Source information Block Start
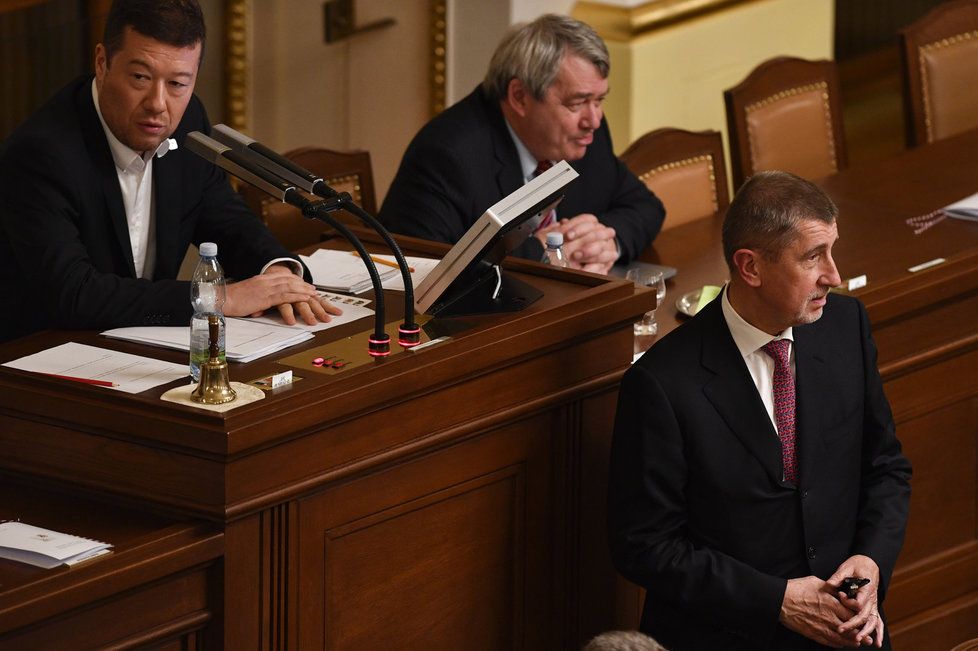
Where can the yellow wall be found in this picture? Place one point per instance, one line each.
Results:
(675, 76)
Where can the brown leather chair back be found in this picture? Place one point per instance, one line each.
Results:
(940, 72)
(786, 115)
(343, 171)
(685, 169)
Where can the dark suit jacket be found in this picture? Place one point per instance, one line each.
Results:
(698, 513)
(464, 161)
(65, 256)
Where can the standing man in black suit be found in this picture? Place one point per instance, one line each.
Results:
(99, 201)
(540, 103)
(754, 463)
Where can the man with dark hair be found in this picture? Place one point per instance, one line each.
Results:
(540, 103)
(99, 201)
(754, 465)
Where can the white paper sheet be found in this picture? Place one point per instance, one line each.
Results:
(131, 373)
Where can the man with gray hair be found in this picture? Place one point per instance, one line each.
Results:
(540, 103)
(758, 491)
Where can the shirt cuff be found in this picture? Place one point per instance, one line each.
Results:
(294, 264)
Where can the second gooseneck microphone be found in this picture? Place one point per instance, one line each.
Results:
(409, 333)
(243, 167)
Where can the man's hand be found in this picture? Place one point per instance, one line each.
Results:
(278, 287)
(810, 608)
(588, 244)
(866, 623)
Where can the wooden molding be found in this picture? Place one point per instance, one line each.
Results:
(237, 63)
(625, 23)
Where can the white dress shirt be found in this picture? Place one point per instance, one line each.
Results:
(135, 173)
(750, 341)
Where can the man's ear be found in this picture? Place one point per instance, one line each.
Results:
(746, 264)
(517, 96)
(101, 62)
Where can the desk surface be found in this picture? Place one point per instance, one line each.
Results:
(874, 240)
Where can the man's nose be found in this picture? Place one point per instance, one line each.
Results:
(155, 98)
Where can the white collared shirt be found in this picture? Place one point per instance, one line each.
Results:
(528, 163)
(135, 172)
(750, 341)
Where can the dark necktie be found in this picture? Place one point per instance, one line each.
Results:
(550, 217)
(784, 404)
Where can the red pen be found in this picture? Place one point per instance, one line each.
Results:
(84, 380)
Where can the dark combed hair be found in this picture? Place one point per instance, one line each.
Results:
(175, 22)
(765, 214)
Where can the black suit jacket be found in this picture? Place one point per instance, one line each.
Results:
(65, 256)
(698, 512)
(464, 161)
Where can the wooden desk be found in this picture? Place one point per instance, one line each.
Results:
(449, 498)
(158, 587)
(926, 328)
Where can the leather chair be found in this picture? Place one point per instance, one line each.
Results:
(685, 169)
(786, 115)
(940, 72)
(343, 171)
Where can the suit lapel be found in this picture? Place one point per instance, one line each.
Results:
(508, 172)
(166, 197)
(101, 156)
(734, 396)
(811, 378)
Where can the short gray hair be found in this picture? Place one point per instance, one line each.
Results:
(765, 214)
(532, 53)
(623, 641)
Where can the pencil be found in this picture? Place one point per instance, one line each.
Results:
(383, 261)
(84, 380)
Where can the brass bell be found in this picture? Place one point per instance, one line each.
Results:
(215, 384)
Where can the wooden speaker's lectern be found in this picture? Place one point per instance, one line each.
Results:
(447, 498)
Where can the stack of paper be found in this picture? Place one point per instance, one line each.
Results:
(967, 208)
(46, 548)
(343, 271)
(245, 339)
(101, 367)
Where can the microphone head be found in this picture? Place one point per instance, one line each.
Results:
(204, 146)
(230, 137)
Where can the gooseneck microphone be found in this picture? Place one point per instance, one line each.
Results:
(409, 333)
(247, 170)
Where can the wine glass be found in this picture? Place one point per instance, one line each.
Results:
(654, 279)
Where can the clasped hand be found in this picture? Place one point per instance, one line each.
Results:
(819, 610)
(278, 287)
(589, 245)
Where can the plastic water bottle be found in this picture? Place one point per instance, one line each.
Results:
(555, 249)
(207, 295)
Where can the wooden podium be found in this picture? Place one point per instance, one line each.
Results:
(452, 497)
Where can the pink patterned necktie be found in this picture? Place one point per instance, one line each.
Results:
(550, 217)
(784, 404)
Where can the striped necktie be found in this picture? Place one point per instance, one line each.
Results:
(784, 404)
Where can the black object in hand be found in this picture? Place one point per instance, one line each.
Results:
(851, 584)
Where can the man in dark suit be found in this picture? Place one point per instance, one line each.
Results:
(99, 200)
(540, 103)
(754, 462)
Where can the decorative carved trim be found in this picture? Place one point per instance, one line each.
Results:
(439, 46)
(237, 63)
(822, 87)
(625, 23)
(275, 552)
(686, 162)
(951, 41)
Source information Block End
Apart from the pictures, the entries above are to be repeated in full and exactly.

Where can the yellow wall be found in this picture? Place one point per instance, one line each.
Results:
(675, 76)
Where can the brown leather chair back be found in this picture? Place one point per instance, one line each.
Results:
(940, 72)
(786, 115)
(343, 171)
(685, 169)
Where can the dark suit jacket be found in this picture? Place one point per instance, one line each.
Results:
(698, 513)
(464, 161)
(65, 256)
Where can the standing man in black suit be found in this picture? Place one point per instance, one line each.
Results:
(99, 201)
(540, 103)
(754, 463)
Where can the man with dark hair be found in this picture? Place one point per instance, one line each.
Results:
(540, 103)
(99, 201)
(754, 465)
Where can the white paper sheet be found in this picture? Place one point per instance, one line each.
Results:
(131, 373)
Where can the man with gray hair be found in this picture? Place one point per instance, one line each.
Results:
(540, 103)
(758, 491)
Where can the shirt cuff be found in this picture? Place one point per instance, one line each.
Results:
(294, 264)
Where can the second gooseneck microphone be found in this picture? Place one point per instance, one line each.
Results:
(409, 333)
(243, 167)
Where can the man's hand be found in this picture? Place one point per instance, one line each.
Results:
(278, 287)
(810, 608)
(588, 244)
(866, 623)
Where can the wooden molding be found in this picture? Place one point per instance, one line each.
Results:
(237, 63)
(625, 23)
Where can the white dress shirt be found in this picture? Place one point per instance, one line each.
Results:
(135, 173)
(750, 341)
Where can the man's ear be found in this picture? Place one point per instance, one line each.
Results:
(746, 264)
(517, 96)
(101, 62)
Where can the desk surface be found in this picture? Place one point per instance, one line each.
Results:
(874, 240)
Where can the man's nose be found in this picture? Place one point per instance, one line each.
Results:
(155, 98)
Where can the white collared shirt be found in this picture? Place one point per instance, one line each.
Results:
(528, 163)
(135, 172)
(750, 341)
Where can the dark necktie be found in this picture? Place one point per instance, one line each.
Results:
(550, 217)
(784, 404)
Where can the red pen be found in this picture? Place one point per instance, one line each.
Results:
(84, 380)
Where can the dark combed hair be found in this picture? Place one point per instance, one line each.
Results:
(175, 22)
(765, 214)
Where can the black suit jacket be found in this picture? Place one point per instance, one line each.
Results:
(65, 256)
(698, 512)
(464, 161)
Where can the wooden desk be found in this picture? Place one point per instance, one line each.
Results:
(449, 498)
(158, 587)
(926, 328)
Where can the leather chair be found in this picture? Place one point per instance, one line each.
Results:
(685, 169)
(786, 115)
(940, 72)
(343, 171)
Where can the suit lapel be found in this picture? Place one point per instance, one line each.
Results:
(508, 172)
(166, 197)
(101, 156)
(734, 396)
(811, 378)
Where can the short gray hair be found in this picture? Place one point per instance, one line each.
Results:
(765, 214)
(532, 53)
(623, 641)
Where can the pencil be found in this picture? Place one point per instance, one line each.
Results:
(383, 261)
(84, 380)
Where can the brass bell be found in this picture? Place one point per instance, one line each.
Results:
(215, 384)
Where can the wooden speaker's lectern be found in this picture? Place one point per instance, one line each.
Results:
(447, 498)
Where can the stack of paper be found in this picture? Place one point per instance, one line each.
Results:
(967, 208)
(46, 548)
(343, 271)
(245, 339)
(101, 367)
Where can the microphone head be found in this picture? Place one point per instance, one line each.
Results:
(204, 146)
(230, 137)
Where can the gooseneck microphone be found in this picture? Place one point per instance, one line each.
Results:
(409, 333)
(247, 170)
Where can the wine glass be found in this picture? Place one point per instance, one line each.
Results:
(654, 279)
Where can the clasped hand be found in this picture? Place one point per instance, one line each.
Results:
(819, 610)
(278, 287)
(589, 245)
Where can the plastic water bottle be found in this picture? Place one point per instance, one line each.
Results:
(555, 249)
(207, 295)
Where can the wooden podium be found in this picture? Place one point per instance, one line each.
Results:
(452, 497)
Where can the pink patterned necktie be found in this picture? Place one point per instance, one line each.
Results:
(550, 217)
(784, 404)
Where can the striped necktie be found in this picture? Place one point per instance, one line each.
Results:
(784, 404)
Where can the black object in hand be found in this picture? Place one point per instance, one line each.
Results:
(851, 584)
Where can the man in dark suit be found in this picture? Place one point per instance, one line each.
Results:
(99, 200)
(540, 103)
(754, 462)
Where can the decorative carved trim be found in this picture? Place one point per instance, one line each.
Results:
(439, 46)
(237, 63)
(822, 87)
(625, 23)
(275, 552)
(686, 162)
(951, 41)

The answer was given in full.